*Trecho fornecido*.
———

Pela sétima rodada, na queda sofrida para o Napoli no San Paolo (2 a 1), os nerazzurri tiveram bom desempenho e Invernizzi passou a acreditar que seus comandados poderiam ir longe no campeonato. Foi feita uma tabelinha com a projeção de pontos para que a Inter pudesse entrar na briga pelas primeiras posições e, quem sabe, talvez lutar até pelo scudetto. Foi o que aconteceu: nas cinco jornadas seguintes, a Beneamata enfileirou cinco vitórias, com destaque para um 2 a 0 sobre a Juventus, com gols de Corso e Boninsegna. A distância para os líderes Milan e Napoli, que já tinha sido de sete pontos, fora encurtada para cinco.
O segundo turno da Inter foi transformador. A equipe não sabia o que era perder desde a sétima rodada e, na revanche contra o Milan, agora pela 20ª, Corso e Sandro Mazzola garantiram o triunfo por 2 a 0, ao mesmo tempo em que o Napoli era batido pela Juventus pelo placar de 4 a 1. Com isso, os nerazzurri, agora com 27 pontos, encurtaram para três a distância que os separavam dos rossoneri, que lideravam de forma isolada. Depois disso, o Diavolo viu sua situação se complicar ainda mais quando somou apenas um ponto em dois fins de semanas, graças ao empate fora de casa com o Vicenza (1 a 1) e à derrota, dentro do San Siro, para o Varese (2 a 1).

———

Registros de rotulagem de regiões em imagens
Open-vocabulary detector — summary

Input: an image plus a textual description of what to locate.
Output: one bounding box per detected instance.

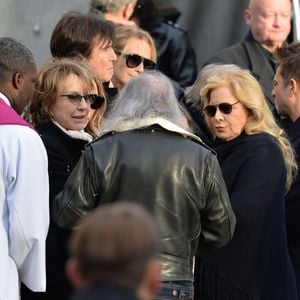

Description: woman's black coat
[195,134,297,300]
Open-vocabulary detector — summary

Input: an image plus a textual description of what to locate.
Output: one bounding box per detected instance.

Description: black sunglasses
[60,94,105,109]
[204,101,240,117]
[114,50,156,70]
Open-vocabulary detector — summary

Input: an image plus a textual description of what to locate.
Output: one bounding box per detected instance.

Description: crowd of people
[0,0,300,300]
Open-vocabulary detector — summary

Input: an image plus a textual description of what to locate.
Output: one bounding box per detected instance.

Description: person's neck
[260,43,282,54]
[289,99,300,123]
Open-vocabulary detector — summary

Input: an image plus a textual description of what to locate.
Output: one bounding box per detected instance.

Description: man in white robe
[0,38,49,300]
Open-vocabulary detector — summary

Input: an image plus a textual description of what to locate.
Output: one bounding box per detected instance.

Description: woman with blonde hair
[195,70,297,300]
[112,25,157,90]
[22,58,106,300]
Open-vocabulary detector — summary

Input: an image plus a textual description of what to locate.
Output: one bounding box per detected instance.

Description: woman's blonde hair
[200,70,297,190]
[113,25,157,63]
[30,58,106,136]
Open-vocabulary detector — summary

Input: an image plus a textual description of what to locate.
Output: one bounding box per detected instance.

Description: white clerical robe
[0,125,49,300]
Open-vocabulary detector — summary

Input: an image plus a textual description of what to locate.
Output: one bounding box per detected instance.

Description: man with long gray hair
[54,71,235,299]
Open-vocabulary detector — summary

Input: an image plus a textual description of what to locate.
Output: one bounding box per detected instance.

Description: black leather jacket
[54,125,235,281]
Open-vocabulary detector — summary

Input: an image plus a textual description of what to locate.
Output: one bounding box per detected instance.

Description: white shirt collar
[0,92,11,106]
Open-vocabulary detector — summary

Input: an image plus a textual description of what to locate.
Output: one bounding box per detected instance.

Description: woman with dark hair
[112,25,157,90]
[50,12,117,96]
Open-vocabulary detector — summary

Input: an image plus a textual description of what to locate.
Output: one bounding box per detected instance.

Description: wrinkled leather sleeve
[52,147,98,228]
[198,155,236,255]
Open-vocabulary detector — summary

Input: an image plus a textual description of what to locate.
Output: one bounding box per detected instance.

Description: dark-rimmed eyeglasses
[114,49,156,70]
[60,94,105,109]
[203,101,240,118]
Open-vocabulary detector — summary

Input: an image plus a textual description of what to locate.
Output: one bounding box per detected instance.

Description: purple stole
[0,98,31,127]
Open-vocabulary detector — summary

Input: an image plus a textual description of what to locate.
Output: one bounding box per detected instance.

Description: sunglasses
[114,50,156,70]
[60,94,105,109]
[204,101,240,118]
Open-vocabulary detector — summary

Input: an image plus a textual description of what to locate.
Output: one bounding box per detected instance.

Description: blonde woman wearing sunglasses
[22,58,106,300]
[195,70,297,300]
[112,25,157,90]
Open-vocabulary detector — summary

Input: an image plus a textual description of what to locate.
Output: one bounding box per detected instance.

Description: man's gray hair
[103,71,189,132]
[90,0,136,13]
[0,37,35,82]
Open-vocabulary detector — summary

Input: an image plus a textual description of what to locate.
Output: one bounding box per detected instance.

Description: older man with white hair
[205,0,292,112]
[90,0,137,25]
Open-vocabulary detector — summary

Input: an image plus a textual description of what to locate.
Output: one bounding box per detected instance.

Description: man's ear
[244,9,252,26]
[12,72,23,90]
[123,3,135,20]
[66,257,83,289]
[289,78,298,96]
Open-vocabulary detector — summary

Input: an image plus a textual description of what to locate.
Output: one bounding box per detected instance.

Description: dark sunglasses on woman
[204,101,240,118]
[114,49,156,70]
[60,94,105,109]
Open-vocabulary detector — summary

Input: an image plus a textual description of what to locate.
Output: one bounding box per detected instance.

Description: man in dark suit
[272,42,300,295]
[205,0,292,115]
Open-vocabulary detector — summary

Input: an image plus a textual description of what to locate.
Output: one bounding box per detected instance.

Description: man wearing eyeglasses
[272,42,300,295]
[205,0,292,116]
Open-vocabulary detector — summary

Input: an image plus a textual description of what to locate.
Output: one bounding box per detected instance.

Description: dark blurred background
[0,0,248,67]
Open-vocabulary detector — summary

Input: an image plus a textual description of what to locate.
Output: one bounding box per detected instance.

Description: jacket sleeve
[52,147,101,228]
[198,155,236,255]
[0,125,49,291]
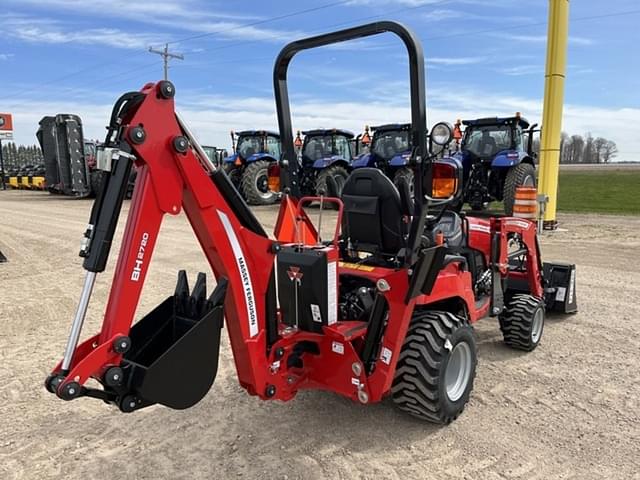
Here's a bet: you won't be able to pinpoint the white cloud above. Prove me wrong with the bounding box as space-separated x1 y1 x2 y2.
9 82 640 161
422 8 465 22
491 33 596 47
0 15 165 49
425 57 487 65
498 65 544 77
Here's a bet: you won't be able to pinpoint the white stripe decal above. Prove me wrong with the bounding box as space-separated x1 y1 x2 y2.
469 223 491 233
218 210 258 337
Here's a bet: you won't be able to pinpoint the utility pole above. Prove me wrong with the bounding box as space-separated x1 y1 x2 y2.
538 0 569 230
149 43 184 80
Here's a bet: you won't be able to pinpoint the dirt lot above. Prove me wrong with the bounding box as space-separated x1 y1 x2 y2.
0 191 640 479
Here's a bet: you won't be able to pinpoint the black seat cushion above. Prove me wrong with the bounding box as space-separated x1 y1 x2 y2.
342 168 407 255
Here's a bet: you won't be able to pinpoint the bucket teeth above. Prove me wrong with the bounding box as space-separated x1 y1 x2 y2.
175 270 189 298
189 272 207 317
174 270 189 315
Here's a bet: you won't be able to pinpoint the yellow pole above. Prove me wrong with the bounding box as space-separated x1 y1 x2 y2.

———

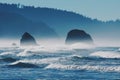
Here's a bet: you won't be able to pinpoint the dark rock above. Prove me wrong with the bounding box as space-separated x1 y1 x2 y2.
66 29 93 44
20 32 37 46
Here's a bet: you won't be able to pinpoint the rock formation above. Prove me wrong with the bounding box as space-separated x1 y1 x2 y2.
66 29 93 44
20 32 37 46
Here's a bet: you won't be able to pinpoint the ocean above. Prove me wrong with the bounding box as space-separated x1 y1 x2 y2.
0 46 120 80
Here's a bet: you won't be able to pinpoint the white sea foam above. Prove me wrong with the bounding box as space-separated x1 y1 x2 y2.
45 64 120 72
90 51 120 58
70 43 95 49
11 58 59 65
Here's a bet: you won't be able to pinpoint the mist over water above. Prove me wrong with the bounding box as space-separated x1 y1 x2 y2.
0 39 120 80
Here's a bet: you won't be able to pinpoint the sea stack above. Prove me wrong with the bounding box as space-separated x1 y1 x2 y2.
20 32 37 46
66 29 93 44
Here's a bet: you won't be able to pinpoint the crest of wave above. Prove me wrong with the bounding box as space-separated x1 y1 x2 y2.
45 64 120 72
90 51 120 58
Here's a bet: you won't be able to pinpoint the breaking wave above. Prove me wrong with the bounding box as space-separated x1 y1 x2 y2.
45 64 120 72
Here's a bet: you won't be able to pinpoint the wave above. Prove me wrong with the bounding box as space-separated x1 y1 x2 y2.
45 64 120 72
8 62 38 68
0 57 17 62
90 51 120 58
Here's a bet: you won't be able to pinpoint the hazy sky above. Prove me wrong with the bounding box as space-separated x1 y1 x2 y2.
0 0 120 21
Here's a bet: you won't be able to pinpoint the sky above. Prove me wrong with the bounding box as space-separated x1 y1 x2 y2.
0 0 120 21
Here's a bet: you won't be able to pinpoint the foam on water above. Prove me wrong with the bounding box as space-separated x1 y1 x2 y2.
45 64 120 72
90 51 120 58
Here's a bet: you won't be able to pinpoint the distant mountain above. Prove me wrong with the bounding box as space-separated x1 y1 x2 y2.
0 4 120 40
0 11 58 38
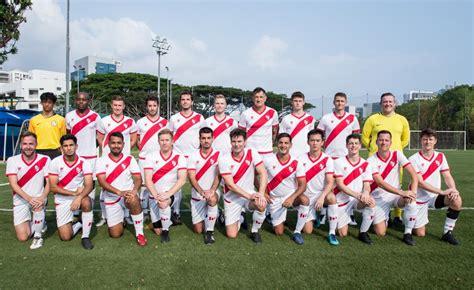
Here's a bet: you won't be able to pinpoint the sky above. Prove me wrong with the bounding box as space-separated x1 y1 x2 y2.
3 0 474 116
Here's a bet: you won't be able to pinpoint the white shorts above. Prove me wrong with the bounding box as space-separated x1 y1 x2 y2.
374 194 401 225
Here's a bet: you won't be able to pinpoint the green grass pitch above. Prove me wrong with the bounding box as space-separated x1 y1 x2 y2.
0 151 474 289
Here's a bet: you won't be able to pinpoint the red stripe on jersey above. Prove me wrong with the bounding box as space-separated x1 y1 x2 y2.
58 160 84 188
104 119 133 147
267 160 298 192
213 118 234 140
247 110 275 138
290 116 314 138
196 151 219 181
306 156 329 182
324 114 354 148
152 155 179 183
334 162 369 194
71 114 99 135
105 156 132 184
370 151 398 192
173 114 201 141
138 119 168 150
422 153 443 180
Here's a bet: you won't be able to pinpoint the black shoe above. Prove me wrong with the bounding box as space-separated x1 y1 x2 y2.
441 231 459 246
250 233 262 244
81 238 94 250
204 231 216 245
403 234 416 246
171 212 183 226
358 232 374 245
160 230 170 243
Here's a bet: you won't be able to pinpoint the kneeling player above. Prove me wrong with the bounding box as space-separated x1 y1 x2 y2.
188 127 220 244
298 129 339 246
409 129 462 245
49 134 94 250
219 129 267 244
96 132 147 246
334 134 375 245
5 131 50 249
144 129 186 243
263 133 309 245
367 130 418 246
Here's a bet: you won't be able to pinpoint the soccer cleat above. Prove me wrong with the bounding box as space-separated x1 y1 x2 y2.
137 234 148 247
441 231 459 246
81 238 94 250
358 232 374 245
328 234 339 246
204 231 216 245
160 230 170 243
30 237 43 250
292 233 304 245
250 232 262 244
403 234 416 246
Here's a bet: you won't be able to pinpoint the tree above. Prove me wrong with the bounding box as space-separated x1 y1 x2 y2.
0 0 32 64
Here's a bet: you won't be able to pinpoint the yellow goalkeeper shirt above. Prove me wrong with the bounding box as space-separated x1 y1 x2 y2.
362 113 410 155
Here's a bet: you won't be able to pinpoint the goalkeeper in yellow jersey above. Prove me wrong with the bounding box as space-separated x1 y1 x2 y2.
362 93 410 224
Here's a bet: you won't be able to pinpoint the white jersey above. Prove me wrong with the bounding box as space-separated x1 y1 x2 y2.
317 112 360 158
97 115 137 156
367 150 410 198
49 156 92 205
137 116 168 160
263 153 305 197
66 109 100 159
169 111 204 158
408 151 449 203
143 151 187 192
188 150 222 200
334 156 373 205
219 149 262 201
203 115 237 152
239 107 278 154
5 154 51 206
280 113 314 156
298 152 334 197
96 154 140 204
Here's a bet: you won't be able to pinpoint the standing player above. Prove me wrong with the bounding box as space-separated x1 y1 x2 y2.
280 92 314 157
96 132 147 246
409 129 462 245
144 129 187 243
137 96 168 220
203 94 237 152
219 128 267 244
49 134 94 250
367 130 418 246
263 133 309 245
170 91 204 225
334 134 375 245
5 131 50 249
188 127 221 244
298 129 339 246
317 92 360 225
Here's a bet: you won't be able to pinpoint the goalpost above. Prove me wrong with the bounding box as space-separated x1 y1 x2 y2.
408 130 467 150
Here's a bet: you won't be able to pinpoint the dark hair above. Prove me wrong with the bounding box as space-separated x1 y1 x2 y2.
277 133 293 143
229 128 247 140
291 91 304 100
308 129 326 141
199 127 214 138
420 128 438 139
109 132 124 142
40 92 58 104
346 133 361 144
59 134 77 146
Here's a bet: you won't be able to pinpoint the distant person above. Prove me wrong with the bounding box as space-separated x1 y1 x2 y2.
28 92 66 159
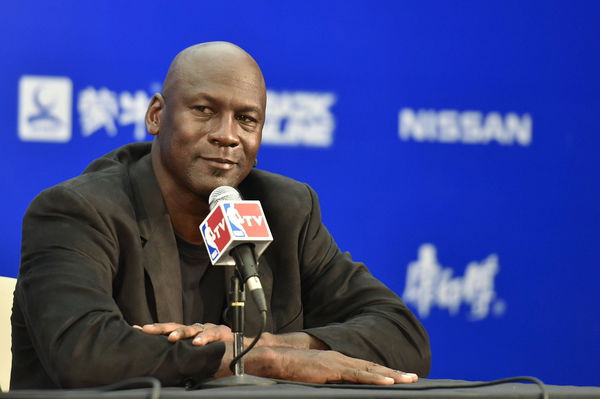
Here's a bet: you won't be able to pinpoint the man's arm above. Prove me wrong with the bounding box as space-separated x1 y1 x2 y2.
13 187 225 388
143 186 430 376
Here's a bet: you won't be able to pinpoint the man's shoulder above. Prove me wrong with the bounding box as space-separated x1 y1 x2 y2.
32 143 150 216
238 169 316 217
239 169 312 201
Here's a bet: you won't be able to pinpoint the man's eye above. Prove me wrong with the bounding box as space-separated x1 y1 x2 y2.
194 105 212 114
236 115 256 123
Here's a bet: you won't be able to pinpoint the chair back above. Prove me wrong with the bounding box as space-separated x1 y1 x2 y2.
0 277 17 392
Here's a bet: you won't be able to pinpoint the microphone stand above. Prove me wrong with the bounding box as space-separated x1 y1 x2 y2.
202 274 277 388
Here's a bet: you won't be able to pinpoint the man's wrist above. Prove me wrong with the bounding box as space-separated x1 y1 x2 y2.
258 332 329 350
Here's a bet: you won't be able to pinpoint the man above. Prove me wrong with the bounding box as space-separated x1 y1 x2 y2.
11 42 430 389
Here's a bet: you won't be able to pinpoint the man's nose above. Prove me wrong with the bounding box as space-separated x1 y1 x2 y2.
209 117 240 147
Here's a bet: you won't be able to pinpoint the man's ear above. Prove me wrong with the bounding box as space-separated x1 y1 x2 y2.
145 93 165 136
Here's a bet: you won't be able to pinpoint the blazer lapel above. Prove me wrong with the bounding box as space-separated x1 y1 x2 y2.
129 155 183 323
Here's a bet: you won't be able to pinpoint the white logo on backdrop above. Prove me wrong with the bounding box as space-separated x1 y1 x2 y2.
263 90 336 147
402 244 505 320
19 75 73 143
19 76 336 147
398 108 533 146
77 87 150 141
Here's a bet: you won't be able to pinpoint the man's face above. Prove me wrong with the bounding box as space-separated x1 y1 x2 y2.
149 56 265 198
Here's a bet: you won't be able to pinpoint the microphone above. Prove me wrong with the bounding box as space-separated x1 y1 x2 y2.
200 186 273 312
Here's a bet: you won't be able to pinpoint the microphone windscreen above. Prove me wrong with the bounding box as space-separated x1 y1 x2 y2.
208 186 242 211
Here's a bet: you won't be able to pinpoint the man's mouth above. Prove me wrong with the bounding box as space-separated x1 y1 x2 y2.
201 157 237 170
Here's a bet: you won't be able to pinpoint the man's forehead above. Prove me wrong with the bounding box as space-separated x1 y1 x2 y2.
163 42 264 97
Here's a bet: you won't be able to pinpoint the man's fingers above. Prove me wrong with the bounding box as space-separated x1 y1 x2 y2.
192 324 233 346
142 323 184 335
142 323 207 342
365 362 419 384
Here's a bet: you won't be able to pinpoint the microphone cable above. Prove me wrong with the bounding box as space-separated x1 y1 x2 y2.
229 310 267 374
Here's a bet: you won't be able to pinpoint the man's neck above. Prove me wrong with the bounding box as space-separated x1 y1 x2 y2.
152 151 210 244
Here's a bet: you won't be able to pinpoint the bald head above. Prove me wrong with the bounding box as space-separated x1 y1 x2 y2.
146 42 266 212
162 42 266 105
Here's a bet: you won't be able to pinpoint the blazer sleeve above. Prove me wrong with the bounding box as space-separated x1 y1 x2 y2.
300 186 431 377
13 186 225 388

———

*Instruções*.
1) Substitua "sky" por "horizon" nas linhas de rotulagem de imagens compreendidas entre a que contém "Here's a bet: you won't be able to pinpoint the breaking" e a que contém "0 151 474 289", inclusive. Reproduza essas linhas sem nenhuma outra alteração e sem incluir as imagens na resposta.
2) Dê prosseguimento ao trecho sobre a campanha da Inter no campeonato italiano, a partir do ponto em que ele termina.

*Respostas às tarefas*.
1)
Here's a bet: you won't be able to pinpoint the breaking wave above. Prove me wrong with the bounding box as space-separated x1 y1 x2 y2.
45 64 120 72
Here's a bet: you won't be able to pinpoint the wave above. Prove me wrong with the bounding box as space-separated x1 y1 x2 y2.
45 64 120 72
8 62 38 68
0 57 17 62
90 51 120 58
Here's a bet: you won't be able to pinpoint the hazy horizon above. Prove me wrong with the bounding box as space-separated x1 y1 x2 y2.
0 0 120 21
Here's a bet: you won't be able to pinpoint the horizon above. Prove me wrong with the bounding box as space-separated x1 y1 x2 y2.
0 0 120 21
Here's a bet: you won't be able to pinpoint the foam on water above. Prove me wrong with the bounding box as space-separated x1 y1 x2 y2.
45 64 120 72
90 51 120 58
Here's a bet: you won't be able to pinpoint the distant mountain above. Prove me wrong with the bounding box as space-separated x1 y1 x2 y2.
0 4 120 40
0 11 58 38
Here's a bet: you won't be able to pinpoint the horizon above. Prove me wrong with the bounding box as space-separated x1 y1 x2 y2.
3 0 474 116
Here's a bet: you won't be able to pinpoint the white shorts above. Prove me wrong with the bounding box as space-separated x1 y1 x2 y2.
374 194 401 225
Here's a bet: you won't be able to pinpoint the green grass pitch above. Prove me wrong with the bounding box as space-separated x1 y1 x2 y2.
0 151 474 289

2)
A Inter aproveitou as oportunidades cedidas pelo rival e obteve dois importantes resultados: o primeiro contra o Napoli (2 a 1), em mais uma doppietta de Boninsegna; e o segundo, contra o Catania (1 a 0), que veio através de muita emoção, em um gol contra marcado pelo volante Giorgio Bernardis nos últimos minutos. Com o título sendo disputado a cada jogo, a situação se definiu na reta final. A Beneamata assumiu a liderança na 27ª rodada ao bater a Sampdoria (3 a 1), enquanto o Milan empatou, sem gols, com o Cagliari. Na antepenúltima jornada, os nerazzurri deram um baile no Foggia (5 a 0) e viram os rossoneri perderem para o Bologna (3 a 2).
Mesmo empatando em seus últimos dois compromissos, contra Fiorentina (2 a 2) e Lazio (1 a 1), a equipe comandada por Invernizzi foi campeã com quatro pontos de vantagem sobre o vice e consolidou uma das recuperações mais memoráveis e improváveis na Serie A. Boninsegna foi o goleador do certame, com 24 tentos em 28 jogos. O mais impressionante é que, desde a derrota sofrida na sétima rodada, a Inter simplesmente não perdeu mais uma partida sequer, estabelecendo, àquela altura, um recorde de invencibilidade (23 partidas) em um campeonato composto por 16 times.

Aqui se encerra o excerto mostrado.